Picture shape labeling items
============

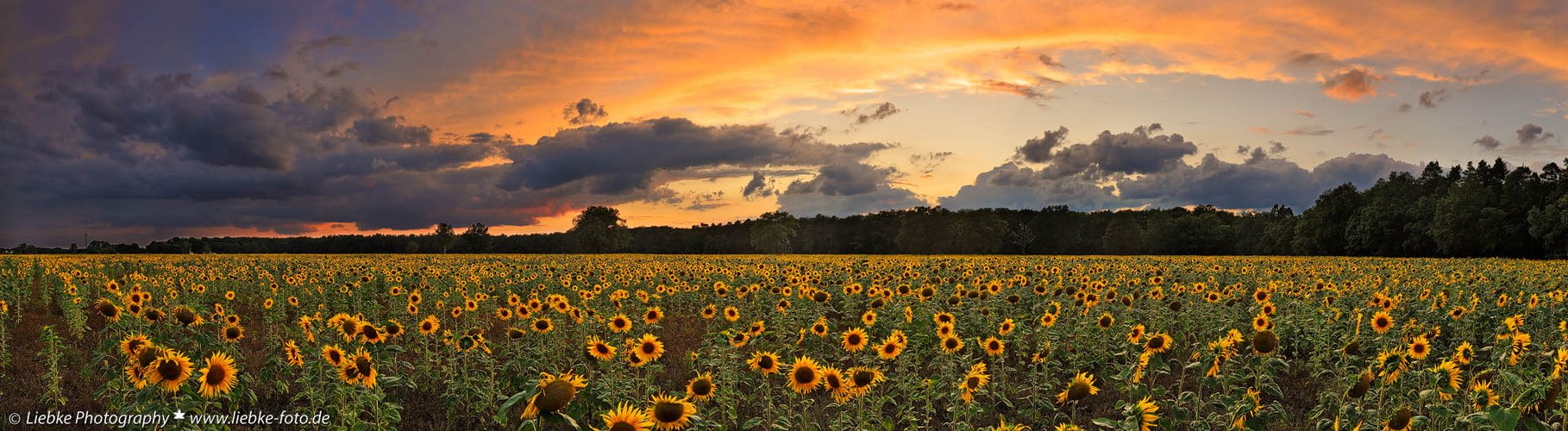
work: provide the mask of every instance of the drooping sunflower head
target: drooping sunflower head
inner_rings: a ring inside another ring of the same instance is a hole
[[[746,364],[751,365],[751,370],[762,371],[764,376],[779,371],[779,356],[771,351],[753,353]]]
[[[165,392],[179,392],[180,384],[191,376],[191,359],[174,350],[165,350],[163,356],[154,360],[151,367],[151,373],[146,373],[146,378],[163,387]]]
[[[659,429],[681,429],[691,425],[691,415],[696,414],[696,406],[685,398],[676,398],[666,393],[654,395],[652,406],[648,407],[648,415],[654,418],[654,426]]]
[[[201,397],[213,398],[221,393],[229,393],[234,390],[234,382],[238,381],[238,370],[234,367],[234,357],[224,353],[213,353],[207,357],[207,367],[201,368]]]
[[[811,357],[795,357],[789,370],[789,386],[795,393],[811,393],[822,386],[822,367]]]
[[[646,409],[624,401],[616,404],[610,412],[601,414],[599,418],[604,420],[605,431],[643,431],[654,426],[654,420],[648,417]]]
[[[1094,387],[1094,375],[1077,373],[1068,387],[1057,395],[1057,403],[1079,401],[1094,393],[1099,393],[1099,387]]]
[[[861,351],[866,348],[866,329],[850,329],[844,332],[844,350],[845,351]]]
[[[659,357],[665,356],[665,343],[660,342],[659,337],[654,337],[654,334],[643,334],[643,337],[637,340],[637,356],[644,362],[659,360]]]
[[[130,334],[130,335],[125,335],[125,339],[119,340],[119,353],[124,354],[125,357],[135,357],[138,350],[141,350],[143,346],[151,346],[151,345],[152,345],[152,340],[149,340],[147,335]]]
[[[691,378],[691,381],[687,382],[687,397],[693,401],[707,401],[709,398],[713,398],[713,390],[717,390],[717,387],[713,386],[712,373],[698,373],[696,378]]]
[[[1148,353],[1165,353],[1171,348],[1171,335],[1163,332],[1156,332],[1149,335],[1149,340],[1143,343],[1143,351]]]

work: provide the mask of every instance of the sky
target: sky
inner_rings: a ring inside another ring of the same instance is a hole
[[[1562,163],[1562,41],[1555,0],[0,0],[0,244],[1300,212]]]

============

Write out, word for word, the line containing "work: provide the mask of every instance of the sky" and every line after it to the end of the data above.

OUTPUT OF THE EXERCISE:
work: provide the mask of every instance of the sky
target: sky
inner_rings: a ring inside another ring of the same instance is a hole
[[[1562,163],[1562,41],[1555,0],[0,0],[0,244],[1300,212]]]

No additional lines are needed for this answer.